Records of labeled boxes
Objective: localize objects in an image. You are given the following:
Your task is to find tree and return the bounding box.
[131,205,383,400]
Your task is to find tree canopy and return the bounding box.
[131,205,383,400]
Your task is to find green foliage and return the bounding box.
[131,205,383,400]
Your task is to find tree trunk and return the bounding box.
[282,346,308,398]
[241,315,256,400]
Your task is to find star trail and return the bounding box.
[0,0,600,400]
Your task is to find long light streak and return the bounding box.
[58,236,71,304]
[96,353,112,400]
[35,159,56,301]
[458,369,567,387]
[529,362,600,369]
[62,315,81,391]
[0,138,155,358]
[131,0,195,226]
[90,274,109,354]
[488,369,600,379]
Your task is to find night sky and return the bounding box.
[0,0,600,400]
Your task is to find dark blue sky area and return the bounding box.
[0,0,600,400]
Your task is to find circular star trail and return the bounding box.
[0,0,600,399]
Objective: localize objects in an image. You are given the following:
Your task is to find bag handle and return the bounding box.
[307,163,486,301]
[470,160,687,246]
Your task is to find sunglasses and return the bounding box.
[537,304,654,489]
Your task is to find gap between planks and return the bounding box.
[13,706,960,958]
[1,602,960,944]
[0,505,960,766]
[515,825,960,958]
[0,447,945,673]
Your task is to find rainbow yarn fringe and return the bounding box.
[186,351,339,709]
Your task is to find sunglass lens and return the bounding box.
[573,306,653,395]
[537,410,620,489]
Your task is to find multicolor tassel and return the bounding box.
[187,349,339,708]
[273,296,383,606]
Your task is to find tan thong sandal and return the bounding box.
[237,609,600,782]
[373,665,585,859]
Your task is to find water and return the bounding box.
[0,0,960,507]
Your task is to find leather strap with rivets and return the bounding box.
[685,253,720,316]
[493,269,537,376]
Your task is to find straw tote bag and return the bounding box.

→ **What is required**
Copy every entry above word for word, from the first line through the last.

→ **Response for this exercise**
Objective: localize objects in an image. You are given the following:
Your task is to find tree and return the bounding box.
[131,205,383,400]
Your task is to find tree canopy and return the bounding box.
[131,205,383,400]
Your task is to find green foliage and return the bounding box.
[131,205,383,400]
Your task is to find tree trunk and return the bounding box.
[282,346,308,398]
[241,315,256,400]
Your task is to find star trail and return the bounding box.
[0,0,600,400]
Your task is to find long light streak and return the bounding box.
[58,236,71,304]
[96,353,112,400]
[35,159,56,301]
[458,369,567,387]
[529,362,600,369]
[62,315,81,391]
[0,138,155,358]
[131,0,195,226]
[90,274,109,354]
[488,369,600,379]
Your task is to find night sky and return the bounding box.
[0,0,600,400]
Your task is to find dark blue sky area and return the bounding box.
[0,0,600,400]
Your task is to find circular star trail and return the bounding box.
[0,0,600,399]
Objective: localize objects in an image. You are given the following:
Your task is to find bag handle and return the bounding box.
[307,163,486,301]
[470,160,687,246]
Your task is to find sunglasses and return the bounding box.
[537,304,654,489]
Your task is to find gap between planks and return the bounding box.
[13,706,960,958]
[1,602,960,944]
[0,505,960,766]
[515,825,960,958]
[0,447,945,673]
Your task is to find rainbow yarn fringe and return the bounding box.
[186,351,339,709]
Your task is to find sunglass lens and return the bounding box.
[573,306,653,395]
[537,410,620,489]
Your task is to find multicolor tassel and return the bounding box.
[187,349,339,708]
[273,296,383,606]
Your task is to find tan thong sandal and return the bounding box.
[237,609,600,782]
[373,665,585,859]
Your task is to find water and return the bounding box.
[0,0,960,507]
Your task is to find leather strap with rivets and return the bounding box.
[685,253,720,316]
[493,269,537,376]
Your task is to find straw tote bag and return the bounding box.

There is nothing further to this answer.